Write out, word for word, the part of the George Soros profile from "In recent years, that" to "and nightclub waiter.".

Selected passage |
************

Hungarian-American businessman George Soros is one of the world's most renowned, and philanthropic, financial investors.

Earning his fortune through shrewd financial speculation, he has spent billions of his own money funding human rights projects and liberal democratic ventures around the world.

In recent years, that funding has made him a target of the world's nationalists and populists, who have painted him as a master-manipulator of democracy.

Much of the criticism aimed toward the 87-year-old has been criticised as having anti-Semitic undertones.

Early years

Born in 1930 in Budapest to a Jewish lawyer father, he and his family survived Hungarian Nazi-occupation by splitting up and acquiring forged papers that disguised their religion.

He emigrated to England aged 17, achieving an undergraduate degree and PhD from the London School of Economics (LSE) while working part-time as a railway porter and nightclub waiter.

While there, he studied under philosopher Karl Popper, who is best known for his rallying cry for Western liberal democracy in the post-war years. His concept of "open society" would be deeply influential on Mr Soros's ideology and financial career.

************

Dataset rows
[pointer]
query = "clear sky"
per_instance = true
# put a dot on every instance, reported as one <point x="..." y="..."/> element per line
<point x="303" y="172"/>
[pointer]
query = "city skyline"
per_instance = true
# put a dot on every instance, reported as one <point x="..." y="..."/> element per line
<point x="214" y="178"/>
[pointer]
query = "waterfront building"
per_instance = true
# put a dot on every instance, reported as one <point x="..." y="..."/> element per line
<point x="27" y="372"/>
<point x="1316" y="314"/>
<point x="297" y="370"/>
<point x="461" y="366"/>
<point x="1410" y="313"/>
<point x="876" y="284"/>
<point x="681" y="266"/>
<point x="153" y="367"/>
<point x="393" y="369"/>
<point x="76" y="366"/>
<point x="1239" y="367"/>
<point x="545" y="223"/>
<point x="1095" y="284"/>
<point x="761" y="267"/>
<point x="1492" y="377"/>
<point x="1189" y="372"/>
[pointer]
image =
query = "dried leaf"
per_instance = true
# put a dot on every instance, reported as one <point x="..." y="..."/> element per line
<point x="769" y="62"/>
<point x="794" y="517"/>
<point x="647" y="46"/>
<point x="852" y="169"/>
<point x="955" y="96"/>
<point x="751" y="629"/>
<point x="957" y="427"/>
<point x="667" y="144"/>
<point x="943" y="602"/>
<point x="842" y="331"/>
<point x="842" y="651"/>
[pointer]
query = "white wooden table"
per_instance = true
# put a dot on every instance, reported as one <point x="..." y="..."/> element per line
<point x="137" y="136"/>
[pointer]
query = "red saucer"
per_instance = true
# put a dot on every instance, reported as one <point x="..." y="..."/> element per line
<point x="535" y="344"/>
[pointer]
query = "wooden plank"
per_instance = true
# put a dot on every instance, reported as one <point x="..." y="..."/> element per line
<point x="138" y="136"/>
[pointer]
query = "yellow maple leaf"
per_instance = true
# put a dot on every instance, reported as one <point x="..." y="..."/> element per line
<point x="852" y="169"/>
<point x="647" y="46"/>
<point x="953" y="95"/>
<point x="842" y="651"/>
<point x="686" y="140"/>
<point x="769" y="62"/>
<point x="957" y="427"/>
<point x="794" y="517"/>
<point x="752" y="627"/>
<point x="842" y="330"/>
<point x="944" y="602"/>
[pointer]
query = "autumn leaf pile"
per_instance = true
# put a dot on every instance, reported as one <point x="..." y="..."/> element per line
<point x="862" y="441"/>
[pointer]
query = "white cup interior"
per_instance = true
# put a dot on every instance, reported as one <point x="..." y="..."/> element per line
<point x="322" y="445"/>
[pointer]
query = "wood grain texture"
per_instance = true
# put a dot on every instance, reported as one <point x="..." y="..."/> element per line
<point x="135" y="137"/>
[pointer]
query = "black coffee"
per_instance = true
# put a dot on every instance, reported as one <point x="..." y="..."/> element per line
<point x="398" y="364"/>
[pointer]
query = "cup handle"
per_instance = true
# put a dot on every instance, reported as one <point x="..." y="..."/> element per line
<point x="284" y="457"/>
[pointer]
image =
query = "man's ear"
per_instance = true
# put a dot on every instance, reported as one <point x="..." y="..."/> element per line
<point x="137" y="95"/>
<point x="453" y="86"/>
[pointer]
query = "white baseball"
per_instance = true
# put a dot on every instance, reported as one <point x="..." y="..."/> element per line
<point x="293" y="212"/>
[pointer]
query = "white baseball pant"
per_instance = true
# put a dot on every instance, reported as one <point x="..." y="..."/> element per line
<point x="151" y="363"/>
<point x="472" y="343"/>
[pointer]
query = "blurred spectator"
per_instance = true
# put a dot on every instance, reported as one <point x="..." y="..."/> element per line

************

Written solution |
In recent years, that funding has made him a target of the world's nationalists and populists, who have painted him as a master-manipulator of democracy.

Much of the criticism aimed toward the 87-year-old has been criticised as having anti-Semitic undertones.

Early years

Born in 1930 in Budapest to a Jewish lawyer father, he and his family survived Hungarian Nazi-occupation by splitting up and acquiring forged papers that disguised their religion.

He emigrated to England aged 17, achieving an undergraduate degree and PhD from the London School of Economics (LSE) while working part-time as a railway porter and nightclub waiter.